Source document
#####

Jerome Powell calls out magical thinking

In a Sixty Minutes interview yesterday, Fed Chairman Powell mentioned the elephant in the federal fiscal policy room–that national debt is high, and growing faster than the economy. Therefore, at some point (not tomorrow, but relatively soon–ten years from now, one prominent NY bank is speculating) potential government bond buyers will begin to view the situation as unsustainable. 

The resulting government funding crisis can develop in one of two ways:

  1. the Treasury wakes up one day and finds it has no money to pay the national bills, or

  2. buyers of long-dated Treasuries wake up one day, realize this nightmare possibility is only a few years off and decide they don’t want to be holding Treasuries when that happens. So they either demand much higher interest rates to compensate for this extra risk, accelerating the journey to potential insolvency–or they just don’t buy long-dated Treasuries at all.

Assuming MAGA is in the rearview mirror by then, the second is much more likely than the first. 

The analyses I’ve read argue that that foreign buyers, who face the extra worry of currency risk as well as interest rate/repayment risk, will be the first to shun US debt. My recollection of the bond crisis of the mid-1980s, though, is that it didn’t happen that way back then. Rather, it was the most savvy traders in Treasuries–American bond portfolio managers–who started the stampede away from Treasuries. I don’t see any reason why it wouldn’t be the same again.

This continual failure to balance government budgets isn’t really a partisan issue, in my view, even though economically semi-literate Republicans seem to me to be behind the deficits in Washington. Any observer of the slowly evolving crisis in Democratic state worker pensions plan funding–think: Calpers or its siblings in California–will likely attest to this. The highest level of magical thinking in budget matters, I think, has its roots in the Reagan/Thatcher Revolution of almost a half-century ago.

#####

Saved entries:
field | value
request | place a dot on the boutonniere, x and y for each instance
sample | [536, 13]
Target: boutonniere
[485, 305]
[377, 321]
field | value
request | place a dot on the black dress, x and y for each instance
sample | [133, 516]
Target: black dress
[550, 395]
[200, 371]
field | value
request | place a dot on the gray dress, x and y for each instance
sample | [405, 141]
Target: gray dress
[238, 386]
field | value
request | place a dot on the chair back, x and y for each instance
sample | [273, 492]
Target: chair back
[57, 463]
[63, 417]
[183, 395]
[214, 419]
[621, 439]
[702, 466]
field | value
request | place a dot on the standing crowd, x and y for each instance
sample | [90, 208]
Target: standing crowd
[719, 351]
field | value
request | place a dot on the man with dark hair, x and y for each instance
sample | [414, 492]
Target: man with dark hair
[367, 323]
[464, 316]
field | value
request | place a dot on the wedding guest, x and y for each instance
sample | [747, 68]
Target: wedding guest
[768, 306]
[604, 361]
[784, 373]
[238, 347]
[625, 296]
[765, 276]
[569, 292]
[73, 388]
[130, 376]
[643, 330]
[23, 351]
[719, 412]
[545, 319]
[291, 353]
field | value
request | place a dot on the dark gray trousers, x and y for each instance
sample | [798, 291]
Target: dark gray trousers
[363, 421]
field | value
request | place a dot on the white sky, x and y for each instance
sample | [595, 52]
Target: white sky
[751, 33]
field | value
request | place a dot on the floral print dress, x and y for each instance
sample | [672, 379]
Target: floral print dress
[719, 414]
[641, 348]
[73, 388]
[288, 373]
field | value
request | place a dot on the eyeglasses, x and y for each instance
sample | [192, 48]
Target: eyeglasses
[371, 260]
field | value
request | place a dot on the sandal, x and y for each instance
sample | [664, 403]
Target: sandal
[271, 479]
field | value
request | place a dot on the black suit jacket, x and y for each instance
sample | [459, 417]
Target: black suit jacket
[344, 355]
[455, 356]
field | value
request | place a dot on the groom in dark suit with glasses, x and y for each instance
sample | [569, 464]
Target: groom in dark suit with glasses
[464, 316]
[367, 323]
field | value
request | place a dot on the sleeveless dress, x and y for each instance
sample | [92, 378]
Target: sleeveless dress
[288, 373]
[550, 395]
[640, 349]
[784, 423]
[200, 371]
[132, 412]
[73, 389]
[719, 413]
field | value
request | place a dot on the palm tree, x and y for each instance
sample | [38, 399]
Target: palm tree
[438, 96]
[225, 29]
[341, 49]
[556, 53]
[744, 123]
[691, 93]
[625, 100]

#####

Work task A
Please list every person named in the Powell piece.
Work task B
Reproduce the stretch of the Powell piece from "Assuming MAGA is" through "the same again.".

Written reply A
Jerome Powell, Reagan, Thatcher

Written reply B
Assuming MAGA is in the rearview mirror by then, the second is much more likely than the first. 

The analyses I’ve read argue that that foreign buyers, who face the extra worry of currency risk as well as interest rate/repayment risk, will be the first to shun US debt. My recollection of the bond crisis of the mid-1980s, though, is that it didn’t happen that way back then. Rather, it was the most savvy traders in Treasuries–American bond portfolio managers–who started the stampede away from Treasuries. I don’t see any reason why it wouldn’t be the same again.